# Entries start
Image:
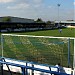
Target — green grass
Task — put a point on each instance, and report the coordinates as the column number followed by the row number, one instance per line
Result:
column 67, row 32
column 41, row 53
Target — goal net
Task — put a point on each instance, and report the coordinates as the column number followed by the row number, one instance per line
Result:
column 40, row 49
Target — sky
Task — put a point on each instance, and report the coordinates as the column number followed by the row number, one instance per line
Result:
column 33, row 9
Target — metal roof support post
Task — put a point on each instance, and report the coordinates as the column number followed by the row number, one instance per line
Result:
column 74, row 58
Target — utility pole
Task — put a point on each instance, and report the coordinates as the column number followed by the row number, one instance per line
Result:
column 58, row 15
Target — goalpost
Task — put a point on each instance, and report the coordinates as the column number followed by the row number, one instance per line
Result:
column 41, row 49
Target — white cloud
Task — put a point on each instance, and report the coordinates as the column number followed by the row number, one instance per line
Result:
column 37, row 1
column 6, row 1
column 19, row 6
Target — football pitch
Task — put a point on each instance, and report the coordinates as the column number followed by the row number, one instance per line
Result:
column 37, row 52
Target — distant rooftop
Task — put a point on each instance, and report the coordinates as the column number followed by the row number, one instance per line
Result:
column 17, row 19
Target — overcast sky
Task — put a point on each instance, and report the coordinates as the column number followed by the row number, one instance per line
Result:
column 33, row 9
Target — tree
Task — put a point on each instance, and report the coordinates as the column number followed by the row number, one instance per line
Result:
column 6, row 19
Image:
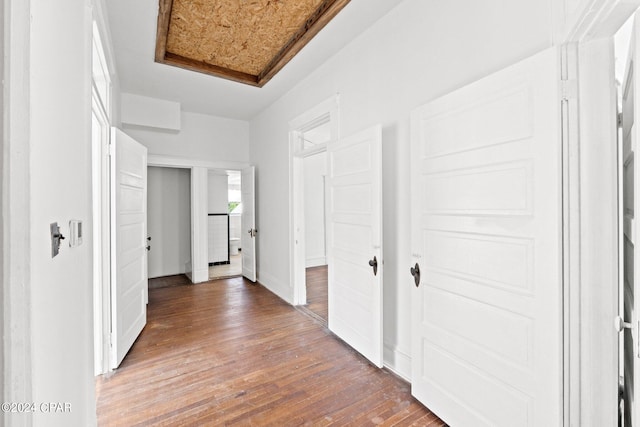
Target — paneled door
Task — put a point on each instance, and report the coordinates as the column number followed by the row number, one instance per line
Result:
# Entries end
Exercise task
Recast every line of the records above as a Markdown table with two columns, "No." for the row number and "Line" for the line itself, leaving out blank lines. Leave the pictures out of the answer.

Answer to this task
| No. | Line |
|---|---|
| 1 | Image: |
| 2 | Target — green grass |
| 3 | Task — put a point on each instance, and report the coordinates as the column number followed by the row number, one instance per line |
| 4 | Result: |
| 5 | column 67, row 32 |
| 6 | column 41, row 53 |
| 7 | Target — goal net |
| 8 | Task — put a point on each instance, and report the coordinates as the column number followed by the row number, one instance per line |
| 9 | Result: |
| 10 | column 40, row 49 |
| 11 | Target — sky |
| 12 | Task — put a point on each instance, and report the coordinates as the column number followed by the row number, one instance per line |
| 13 | Result: |
| 14 | column 33, row 9 |
| 15 | Target — metal roof support post |
| 16 | Task — put a point on each instance, and report the coordinates as the column number followed by the row number, one instance per line |
| 17 | Result: |
| 18 | column 74, row 58 |
| 19 | Target — utility pole |
| 20 | Task — put a point on each instance, and report the coordinates as the column number followed by the row number, one instance per line |
| 21 | Result: |
| 22 | column 58, row 15 |
| 23 | Target — goalpost |
| 24 | Task — put a point on each instance, and report the coordinates as the column number followed by the row number, one instance per line |
| 25 | Result: |
| 26 | column 41, row 49 |
| 27 | Target — white cloud |
| 28 | Task — put a point on each instance, and report the coordinates as the column number followed by the row number, one instance per line |
| 29 | Result: |
| 30 | column 37, row 1 |
| 31 | column 6, row 1 |
| 32 | column 19, row 6 |
| 33 | Target — football pitch |
| 34 | Task — put a point on each instance, and report the coordinates as the column number followed by the row number, one instance per line |
| 35 | Result: |
| 36 | column 37, row 52 |
| 37 | Target — distant rooftop |
| 38 | Task — put a point on each instance, and report the coordinates as the column number followed by the row number, one instance per line |
| 39 | Result: |
| 40 | column 17, row 19 |
| 41 | Target — overcast sky |
| 42 | Task — put a point on each instance, and report the coordinates as the column number followed by the row number, one instance per line |
| 43 | Result: |
| 44 | column 33, row 9 |
| 45 | Target — tree |
| 46 | Task — put a point on each instance, and report the coordinates as the column number followed by the row number, one instance per line |
| 47 | Result: |
| 48 | column 6, row 19 |
| 49 | Image: |
| 50 | Target — paneled door |
| 51 | Task — put a point on each instance, and report the coordinates as the column number followed by the row number, one instance per line |
| 52 | Result: |